Segment Start: Source passage

HOWL! "The wolf's howl has been called the most beautiful sound in the animal world -- resonant and lingering, a seductive call, and the epitome of wildness. Wolves howl at any time during the day or night. Many situations and emotions precipitate this expression. Wolves howl to assemble the pack, to alert members of a threat near the den, and to locate each other in a storm or in unfamiliar territory. The pack howls when it is reunited after a hunt, possibly an expression of pleasure or excitement. Some Native American tribes believe that wolves howl after eating to summon ravens, fox, mice, coyotes, and other animals to pick the bones. During the winter, the time of courtship and mating, howling increases as the wolf serenades its mate with a jubilant invitation. On a calm night over open terrain, a howl can be heard up to 10 miles away. Wolves also howl to publicize their presence to a neighboring pack, declaring territorial boundaries. It seems they howl just because they like to. Whatever the reason, this primeval cry has gripped the human imagination, striking terror in days past and fascination today." -- Nancy Reid and Sheila Liermann Famous Friends of the Wolf Cookbook
Most humans are entirely oriented to the world through vision. For us, sight is everything, and the senses of smell and sound are types of back-up systems. We aren't alone in the animal kingdom -- birds of prey, for example are visually oriented as well. An eagle can see the almost imperceptible movements of a rabbit hundreds of feet below, or a fish swimming in a mountain lake. But for many creatures, sight is a secondary sense. For wolves, it's actually number three.
Wolves live in a world of sound and smell. Vision merely confirms what they already know. During a chase, vision is important so the wolf can follow a prey animal through quick changes of direction. but when the prey is farther away, vision is less useful than the primary senses of hearing and smell. biologists have reason to believe that wolves can't see clearly past about 75 feet -- beyond that point, detail is lost and only movement will draw any attention. At that distance, if a prey animal simply stands still, it becomes invisible to the wolf.

Segment End: Source passage
Segment Start: Raw data

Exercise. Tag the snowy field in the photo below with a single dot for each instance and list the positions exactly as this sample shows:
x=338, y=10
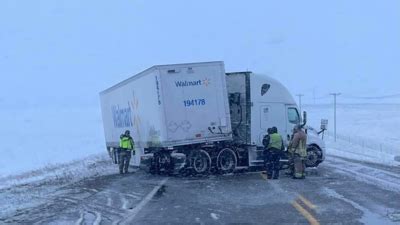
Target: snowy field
x=34, y=138
x=367, y=132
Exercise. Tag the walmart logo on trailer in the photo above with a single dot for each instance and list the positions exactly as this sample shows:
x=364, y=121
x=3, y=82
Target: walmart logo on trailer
x=186, y=83
x=122, y=117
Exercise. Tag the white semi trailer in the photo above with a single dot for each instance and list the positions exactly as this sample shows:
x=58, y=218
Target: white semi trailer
x=195, y=117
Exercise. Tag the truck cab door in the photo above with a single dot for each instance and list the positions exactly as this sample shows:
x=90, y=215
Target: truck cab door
x=292, y=119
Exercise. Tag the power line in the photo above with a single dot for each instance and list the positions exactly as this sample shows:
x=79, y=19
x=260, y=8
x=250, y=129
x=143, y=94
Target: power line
x=300, y=95
x=373, y=97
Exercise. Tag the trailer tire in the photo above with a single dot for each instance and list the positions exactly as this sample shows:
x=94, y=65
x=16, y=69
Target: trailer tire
x=200, y=162
x=226, y=161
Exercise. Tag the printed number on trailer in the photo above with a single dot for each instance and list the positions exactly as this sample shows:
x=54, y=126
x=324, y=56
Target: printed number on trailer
x=194, y=102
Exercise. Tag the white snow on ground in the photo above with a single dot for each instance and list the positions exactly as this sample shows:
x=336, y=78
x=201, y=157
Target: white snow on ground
x=365, y=132
x=32, y=138
x=38, y=186
x=73, y=171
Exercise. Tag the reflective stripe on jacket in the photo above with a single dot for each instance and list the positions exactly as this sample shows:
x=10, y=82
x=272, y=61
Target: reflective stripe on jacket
x=275, y=141
x=126, y=142
x=299, y=144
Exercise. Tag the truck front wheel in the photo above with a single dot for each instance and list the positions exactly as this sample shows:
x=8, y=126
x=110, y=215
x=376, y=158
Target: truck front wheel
x=226, y=161
x=313, y=156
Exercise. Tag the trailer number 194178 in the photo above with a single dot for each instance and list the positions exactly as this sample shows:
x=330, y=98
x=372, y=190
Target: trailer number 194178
x=194, y=102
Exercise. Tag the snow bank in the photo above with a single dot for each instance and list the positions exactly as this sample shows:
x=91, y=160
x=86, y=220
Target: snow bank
x=63, y=173
x=32, y=138
x=365, y=132
x=348, y=150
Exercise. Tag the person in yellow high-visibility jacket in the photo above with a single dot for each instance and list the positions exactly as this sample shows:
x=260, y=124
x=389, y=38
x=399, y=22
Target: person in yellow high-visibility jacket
x=126, y=146
x=275, y=148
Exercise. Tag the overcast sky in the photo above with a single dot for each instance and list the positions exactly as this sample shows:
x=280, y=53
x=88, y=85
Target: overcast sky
x=67, y=51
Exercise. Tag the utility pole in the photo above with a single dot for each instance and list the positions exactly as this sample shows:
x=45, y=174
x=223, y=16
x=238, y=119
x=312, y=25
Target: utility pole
x=334, y=111
x=300, y=95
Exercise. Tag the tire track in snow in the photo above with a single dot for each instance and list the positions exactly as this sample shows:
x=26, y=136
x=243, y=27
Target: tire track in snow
x=391, y=185
x=129, y=219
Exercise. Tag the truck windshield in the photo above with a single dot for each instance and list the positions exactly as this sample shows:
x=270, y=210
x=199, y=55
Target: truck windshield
x=293, y=115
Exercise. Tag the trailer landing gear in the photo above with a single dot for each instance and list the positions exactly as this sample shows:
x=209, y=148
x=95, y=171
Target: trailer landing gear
x=226, y=161
x=200, y=162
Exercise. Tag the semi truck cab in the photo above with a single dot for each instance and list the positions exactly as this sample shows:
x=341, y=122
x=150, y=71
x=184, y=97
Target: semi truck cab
x=258, y=102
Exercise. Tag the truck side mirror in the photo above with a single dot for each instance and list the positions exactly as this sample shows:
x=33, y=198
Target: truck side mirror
x=304, y=118
x=324, y=124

Segment End: Raw data

What this exercise asks:
**A.** Write out the wolf passage between "Wolves live in" and "to the wolf.", inclusive.
**B.** According to the wolf passage, how far away can a howl be heard on a calm night over open terrain?
These items are separate material from the wolf passage.

Results for each task:
**A.**
Wolves live in a world of sound and smell. Vision merely confirms what they already know. During a chase, vision is important so the wolf can follow a prey animal through quick changes of direction. but when the prey is farther away, vision is less useful than the primary senses of hearing and smell. biologists have reason to believe that wolves can't see clearly past about 75 feet -- beyond that point, detail is lost and only movement will draw any attention. At that distance, if a prey animal simply stands still, it becomes invisible to the wolf.

**B.** Up to 10 miles away.